- **Aim of the task**
For each line below that includes the word "hubcap", make a copy.
─── Input material
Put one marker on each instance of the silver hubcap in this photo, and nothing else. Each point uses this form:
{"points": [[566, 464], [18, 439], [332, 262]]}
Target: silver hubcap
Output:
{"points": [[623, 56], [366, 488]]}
──────
- **Answer section**
Put one marker on each instance of the silver hubcap in this photo, and nothing else. Each point uses this form:
Target: silver hubcap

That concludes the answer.